Consignes:
a: Répondez aux questions suivantes à partir du document sur les statistiques de grève :
(i) Quel pourcentage de professeurs des écoles grévistes le MEN annonce-t-il pour la grève du 5 décembre 2013 ?
(ii) Sur quel sujet porte le rapport dans lequel l’inspection générale exprime le même souci ?
(iii) De quelle date est la note ministérielle qui précise le mode opératoire du chiffre transmis à la presse ?
b: Restituez mot pour mot le passage du document sur les statistiques de grève qui va de « Quand il s’agit » à « sur la question. ».
c: Traduisez en anglais la phrase suivante du document sur les statistiques de grève : « Le Ministère s’occupe visiblement peu de cette question, et j’ignore encore qui la traite dans son organigramme. »

Document:
_ _ _ _ _ _ _

L’éducation nationale est l’un des secteurs professionnels les plus grévistes de France [1], et l’exercice du droit de grève est garanti par la Constitution. Voilà au moins deux bonnes raisons d’attendre du Ministère des statistiques fiables sur ce sujet. Malheureusement, il n’en est rien. Pourtant, il est possible de sortir de l’artisanat en la matière pour offrir une information transparente. C’est de la responsabilité de l’administration et non des syndicats, qui en publiant leurs propres chiffres cherchent seulement à pallier cette incurie et à limiter les dégâts produits par les annonces orientées du Ministère. Dernier exemple en date, la grève du 5 décembre 2013 à l’appel du SNUipp FSU : le MEN annonce seulement 20 % de professeurs des écoles grévistes. Un chiffre inférieur à celui donné pour la grève précédente du 14 novembre. Mais cette fois le ministère ne détaille pas ses données par département, rendant impossible toute comparaison et toute vérification par le syndicat, dont l’estimation est le double. De là à penser qu’un chiffre officiel aussi faible permettait d’étayer auprès des journalistes l’idée d’un mouvement s’essoufflant…
La cacophonie ministérielle
Le Ministère s’occupe visiblement peu de cette question, et j’ignore encore qui la traite dans son organigramme. L’inspection générale exprime le même souci dans un rapport sur le Service Minimum d’Accueil (SMA) [2]. D’ailleurs, selon leur usage, le ministère ne livre pas les mêmes données.
Quand il s’agit de donner à la presse un taux de grévistes, le service de communication fournit le jour même un chiffre extrapolé à partir de quelques données du terrain. Une note ministérielle du 24 septembre 2008 en précise le mode opératoire, malheureusement, elle n’est pas publique. Le chiffre diffusé, hautement politique, n’est jamais corrigé ultérieurement, à partir de séries complètes. Ce système paraît donc reposer sur l’idée qu’un évènement chassant l’autre, les médias ne reviendront pas sur la question.

_ _ _ _ _ _ _

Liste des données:
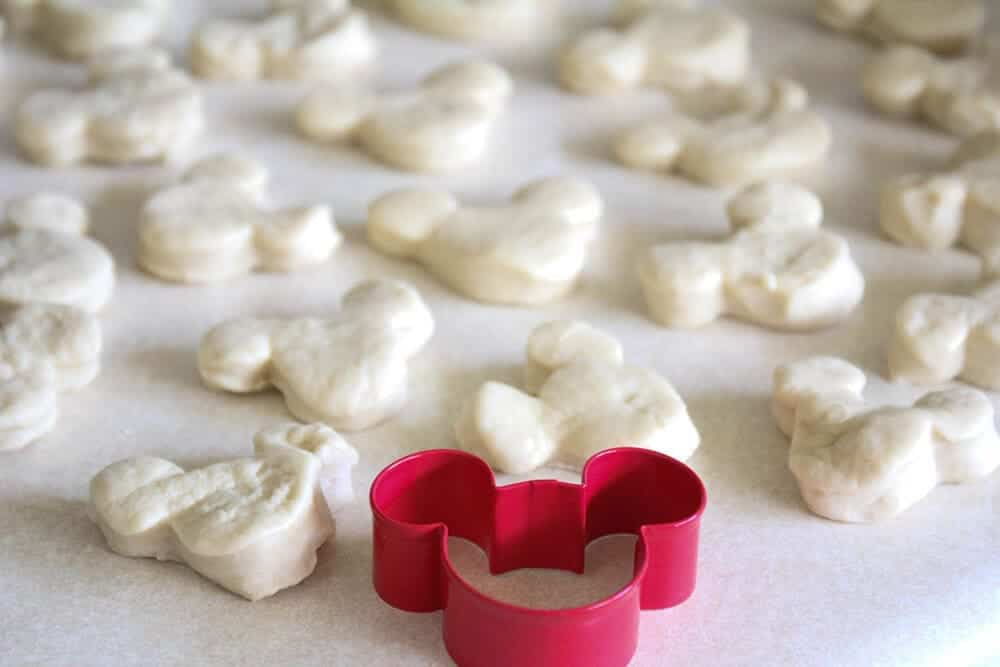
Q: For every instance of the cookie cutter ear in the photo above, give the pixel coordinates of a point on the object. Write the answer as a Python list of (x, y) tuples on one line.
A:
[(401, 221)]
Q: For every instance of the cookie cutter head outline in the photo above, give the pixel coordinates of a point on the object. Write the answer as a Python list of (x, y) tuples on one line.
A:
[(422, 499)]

_ _ _ _ _ _ _

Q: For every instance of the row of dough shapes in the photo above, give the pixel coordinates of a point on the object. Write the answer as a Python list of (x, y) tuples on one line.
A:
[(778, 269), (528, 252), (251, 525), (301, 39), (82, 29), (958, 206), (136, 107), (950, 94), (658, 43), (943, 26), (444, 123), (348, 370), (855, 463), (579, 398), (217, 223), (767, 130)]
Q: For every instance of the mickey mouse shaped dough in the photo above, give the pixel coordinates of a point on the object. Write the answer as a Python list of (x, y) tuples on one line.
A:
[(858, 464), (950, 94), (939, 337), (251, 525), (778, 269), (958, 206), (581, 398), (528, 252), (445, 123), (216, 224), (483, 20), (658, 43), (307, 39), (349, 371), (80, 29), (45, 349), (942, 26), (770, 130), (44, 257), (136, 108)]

_ _ _ _ _ _ _

Corrigés des exercices:
a:
(i) 20 %.
(ii) Le Service Minimum d’Accueil (SMA).
(iii) Du 24 septembre 2008.

b:
Quand il s’agit de donner à la presse un taux de grévistes, le service de communication fournit le jour même un chiffre extrapolé à partir de quelques données du terrain. Une note ministérielle du 24 septembre 2008 en précise le mode opératoire, malheureusement, elle n’est pas publique. Le chiffre diffusé, hautement politique, n’est jamais corrigé ultérieurement, à partir de séries complètes. Ce système paraît donc reposer sur l’idée qu’un évènement chassant l’autre, les médias ne reviendront pas sur la question.

c: The Ministry clearly pays little attention to this issue, and I still do not know who handles it within its organizational chart.